BEGIN TASK MATERIAL

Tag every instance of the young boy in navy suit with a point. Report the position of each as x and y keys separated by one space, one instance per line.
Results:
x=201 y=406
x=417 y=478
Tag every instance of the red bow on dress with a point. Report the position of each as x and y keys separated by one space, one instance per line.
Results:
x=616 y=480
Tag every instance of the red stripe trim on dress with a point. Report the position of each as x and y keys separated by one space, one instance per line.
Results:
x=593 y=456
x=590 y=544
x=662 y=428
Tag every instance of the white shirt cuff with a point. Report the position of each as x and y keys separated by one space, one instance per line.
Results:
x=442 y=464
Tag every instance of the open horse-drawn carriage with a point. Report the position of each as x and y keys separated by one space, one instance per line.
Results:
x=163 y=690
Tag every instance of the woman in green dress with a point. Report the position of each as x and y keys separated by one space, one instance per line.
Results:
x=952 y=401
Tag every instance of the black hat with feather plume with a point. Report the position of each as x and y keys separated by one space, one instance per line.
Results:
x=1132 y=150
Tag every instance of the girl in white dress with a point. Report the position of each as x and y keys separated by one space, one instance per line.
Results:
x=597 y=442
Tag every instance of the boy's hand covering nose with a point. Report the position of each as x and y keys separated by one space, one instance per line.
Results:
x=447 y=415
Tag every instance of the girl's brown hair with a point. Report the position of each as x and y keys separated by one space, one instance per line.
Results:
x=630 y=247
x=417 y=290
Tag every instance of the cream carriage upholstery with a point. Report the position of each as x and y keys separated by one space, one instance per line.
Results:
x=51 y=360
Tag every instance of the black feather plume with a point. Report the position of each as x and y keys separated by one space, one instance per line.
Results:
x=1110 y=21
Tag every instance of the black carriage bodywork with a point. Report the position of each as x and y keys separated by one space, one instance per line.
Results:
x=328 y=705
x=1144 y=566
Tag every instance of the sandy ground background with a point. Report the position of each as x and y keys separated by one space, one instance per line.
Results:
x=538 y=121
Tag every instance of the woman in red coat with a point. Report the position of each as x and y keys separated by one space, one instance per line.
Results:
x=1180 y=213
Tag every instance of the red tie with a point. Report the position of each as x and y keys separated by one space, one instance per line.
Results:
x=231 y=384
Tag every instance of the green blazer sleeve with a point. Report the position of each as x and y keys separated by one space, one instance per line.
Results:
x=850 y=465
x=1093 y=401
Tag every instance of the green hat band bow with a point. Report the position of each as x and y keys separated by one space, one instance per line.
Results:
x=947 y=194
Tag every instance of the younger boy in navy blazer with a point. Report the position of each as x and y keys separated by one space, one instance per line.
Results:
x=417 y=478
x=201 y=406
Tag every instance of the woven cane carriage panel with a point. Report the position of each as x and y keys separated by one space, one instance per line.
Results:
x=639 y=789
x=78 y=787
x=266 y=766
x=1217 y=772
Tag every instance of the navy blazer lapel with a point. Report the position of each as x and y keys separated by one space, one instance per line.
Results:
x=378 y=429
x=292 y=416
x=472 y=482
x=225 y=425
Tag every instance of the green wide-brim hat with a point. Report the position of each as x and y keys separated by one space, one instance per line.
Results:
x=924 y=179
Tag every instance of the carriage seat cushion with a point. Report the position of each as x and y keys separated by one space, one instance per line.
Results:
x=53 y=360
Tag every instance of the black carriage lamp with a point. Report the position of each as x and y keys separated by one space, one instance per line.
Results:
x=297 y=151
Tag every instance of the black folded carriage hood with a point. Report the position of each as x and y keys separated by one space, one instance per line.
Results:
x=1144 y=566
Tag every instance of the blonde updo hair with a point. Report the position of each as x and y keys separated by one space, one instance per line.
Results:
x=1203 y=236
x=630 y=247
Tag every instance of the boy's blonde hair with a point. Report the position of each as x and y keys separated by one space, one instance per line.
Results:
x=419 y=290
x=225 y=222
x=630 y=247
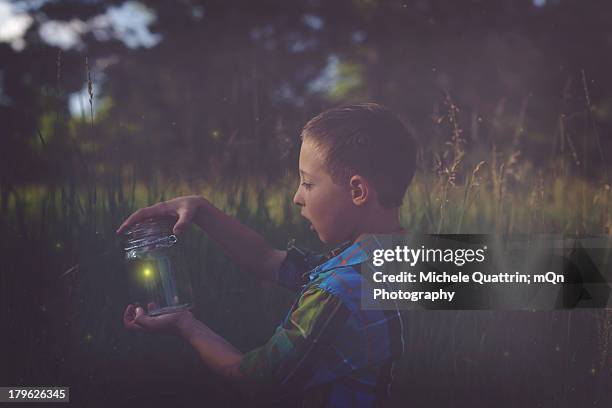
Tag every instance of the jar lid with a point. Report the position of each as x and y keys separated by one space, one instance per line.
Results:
x=153 y=232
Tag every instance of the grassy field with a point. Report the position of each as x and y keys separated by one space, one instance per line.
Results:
x=63 y=287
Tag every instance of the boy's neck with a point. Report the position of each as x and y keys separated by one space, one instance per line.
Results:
x=384 y=221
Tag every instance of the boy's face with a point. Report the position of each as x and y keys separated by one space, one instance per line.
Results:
x=328 y=206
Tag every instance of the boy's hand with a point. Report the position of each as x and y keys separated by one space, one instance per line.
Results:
x=134 y=318
x=184 y=208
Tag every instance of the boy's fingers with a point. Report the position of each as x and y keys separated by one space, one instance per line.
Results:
x=181 y=223
x=141 y=319
x=129 y=318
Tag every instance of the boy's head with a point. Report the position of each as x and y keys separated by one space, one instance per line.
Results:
x=356 y=162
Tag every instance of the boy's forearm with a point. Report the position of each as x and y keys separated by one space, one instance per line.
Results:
x=246 y=247
x=219 y=355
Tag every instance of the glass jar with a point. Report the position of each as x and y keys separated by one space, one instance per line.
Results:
x=158 y=281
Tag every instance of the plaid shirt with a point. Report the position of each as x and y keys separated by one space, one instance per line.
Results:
x=327 y=351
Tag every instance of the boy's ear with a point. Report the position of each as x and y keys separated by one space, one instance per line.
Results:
x=360 y=189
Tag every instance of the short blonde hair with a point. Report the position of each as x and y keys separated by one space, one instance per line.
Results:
x=366 y=139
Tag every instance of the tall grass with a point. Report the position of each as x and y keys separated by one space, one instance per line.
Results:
x=62 y=289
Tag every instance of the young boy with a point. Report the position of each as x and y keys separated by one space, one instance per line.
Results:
x=355 y=164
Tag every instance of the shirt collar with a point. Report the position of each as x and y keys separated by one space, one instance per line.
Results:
x=347 y=254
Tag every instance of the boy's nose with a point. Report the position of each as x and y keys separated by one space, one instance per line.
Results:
x=297 y=198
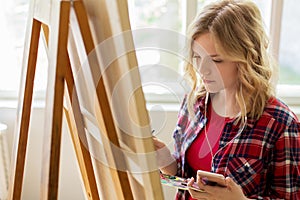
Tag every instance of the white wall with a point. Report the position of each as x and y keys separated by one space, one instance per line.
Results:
x=70 y=186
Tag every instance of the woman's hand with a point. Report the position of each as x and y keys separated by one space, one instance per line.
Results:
x=232 y=191
x=158 y=144
x=166 y=162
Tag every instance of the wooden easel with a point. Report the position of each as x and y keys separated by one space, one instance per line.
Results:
x=63 y=55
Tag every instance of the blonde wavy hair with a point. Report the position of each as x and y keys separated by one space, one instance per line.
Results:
x=238 y=30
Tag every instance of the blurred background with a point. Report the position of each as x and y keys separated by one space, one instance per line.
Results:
x=161 y=73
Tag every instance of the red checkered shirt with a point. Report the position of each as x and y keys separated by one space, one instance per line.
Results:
x=264 y=159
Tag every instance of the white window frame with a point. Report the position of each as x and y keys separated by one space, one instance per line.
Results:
x=290 y=94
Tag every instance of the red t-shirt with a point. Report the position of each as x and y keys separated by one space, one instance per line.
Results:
x=198 y=155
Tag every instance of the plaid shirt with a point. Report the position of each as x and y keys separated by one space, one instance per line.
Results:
x=264 y=159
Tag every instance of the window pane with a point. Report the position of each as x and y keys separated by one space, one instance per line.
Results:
x=156 y=50
x=13 y=16
x=290 y=44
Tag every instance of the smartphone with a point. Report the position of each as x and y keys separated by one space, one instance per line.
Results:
x=178 y=182
x=213 y=179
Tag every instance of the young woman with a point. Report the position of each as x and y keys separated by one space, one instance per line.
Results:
x=231 y=123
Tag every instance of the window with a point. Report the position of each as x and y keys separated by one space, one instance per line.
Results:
x=161 y=68
x=290 y=44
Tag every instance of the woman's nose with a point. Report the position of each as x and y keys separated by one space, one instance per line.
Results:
x=204 y=68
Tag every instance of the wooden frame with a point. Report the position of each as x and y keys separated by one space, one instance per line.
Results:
x=71 y=30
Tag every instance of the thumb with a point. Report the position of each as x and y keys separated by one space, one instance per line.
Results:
x=230 y=183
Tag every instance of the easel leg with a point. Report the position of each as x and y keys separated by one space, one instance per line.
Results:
x=77 y=131
x=119 y=176
x=24 y=109
x=58 y=60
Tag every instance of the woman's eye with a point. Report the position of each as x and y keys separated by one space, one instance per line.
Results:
x=218 y=61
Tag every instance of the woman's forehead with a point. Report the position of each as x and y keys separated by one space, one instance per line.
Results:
x=204 y=45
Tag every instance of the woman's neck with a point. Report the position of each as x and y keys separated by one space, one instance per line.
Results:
x=224 y=104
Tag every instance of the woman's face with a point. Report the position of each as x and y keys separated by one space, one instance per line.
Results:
x=216 y=72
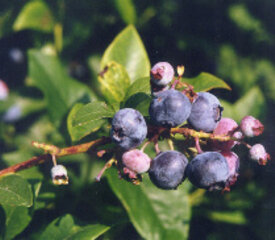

END TASK MATERIAL

WHAT IS EXPECTED
Rewrite the data from its first line through the line containing "x=616 y=480", changing "navy suit" to "dark suit" and keeping everything else the same.

OUTPUT OF THE EXERCISE
Tag every instance of the young boy in dark suit with a point. Report the position of each as x and y keys separated by one space, one instance per line.
Results:
x=201 y=406
x=417 y=478
Tag every instance of the red bow on dress with a point. Report the position of each as x and y keys separated by one space, one instance per line.
Results:
x=616 y=480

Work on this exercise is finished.